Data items
↓

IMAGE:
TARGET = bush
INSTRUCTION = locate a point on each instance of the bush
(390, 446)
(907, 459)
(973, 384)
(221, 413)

↑

▸ Aim of the exercise: Find each line in the records above that contains the word "bush", and copy those lines.

▸ Reply to the task:
TARGET = bush
INSTRUCTION = locate a point on each instance of the bush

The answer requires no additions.